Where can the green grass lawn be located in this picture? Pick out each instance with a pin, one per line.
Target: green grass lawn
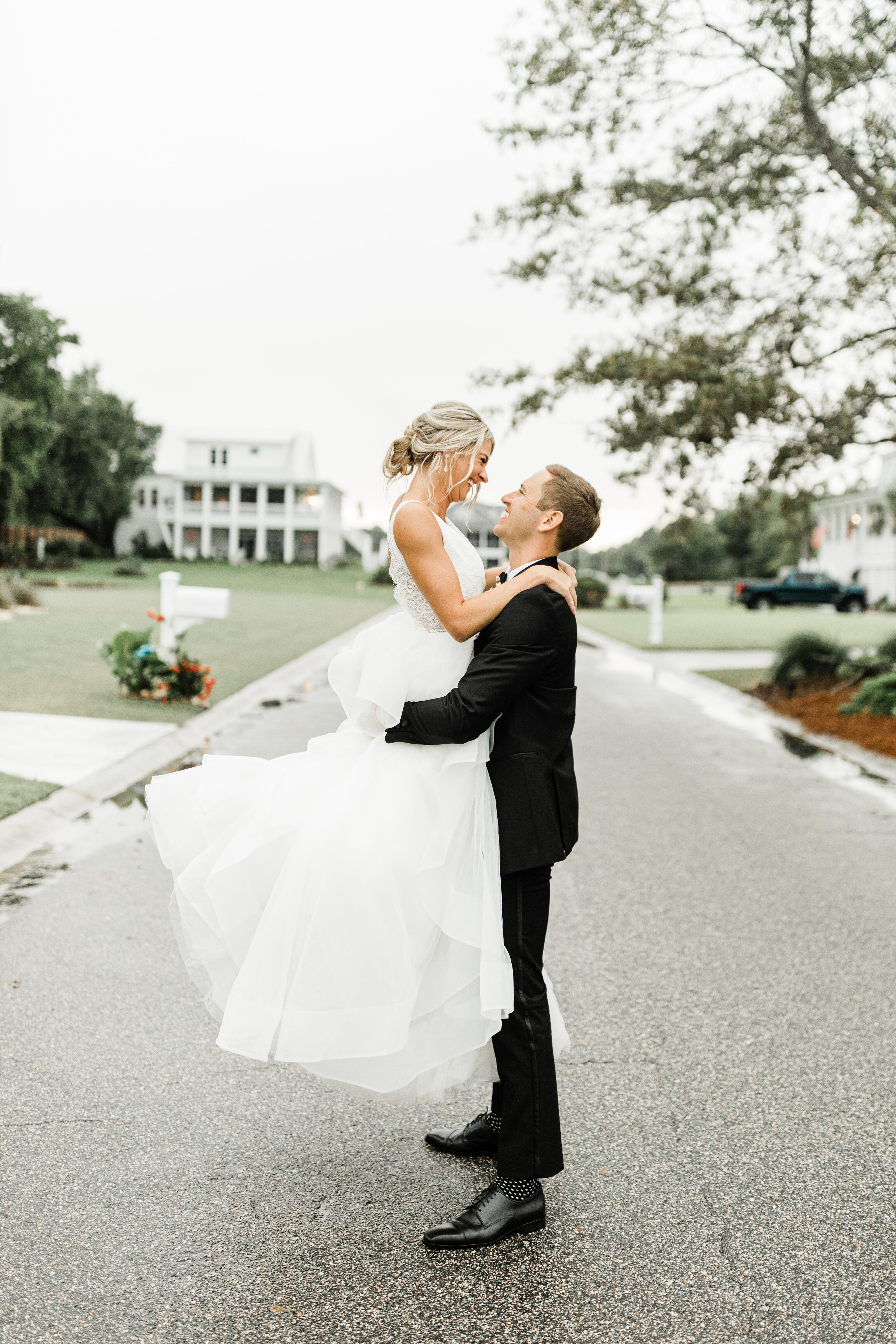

* * *

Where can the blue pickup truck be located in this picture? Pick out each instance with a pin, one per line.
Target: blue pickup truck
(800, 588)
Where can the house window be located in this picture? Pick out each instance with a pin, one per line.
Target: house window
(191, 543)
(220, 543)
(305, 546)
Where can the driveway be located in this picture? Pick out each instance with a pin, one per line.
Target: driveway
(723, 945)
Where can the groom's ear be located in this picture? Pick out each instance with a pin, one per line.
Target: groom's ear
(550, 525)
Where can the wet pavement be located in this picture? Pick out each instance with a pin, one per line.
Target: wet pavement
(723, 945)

REQUIRED WORK
What is wanted is the number of lines holding "green" in the entries. Nothing else should be given.

TASK RESULT
2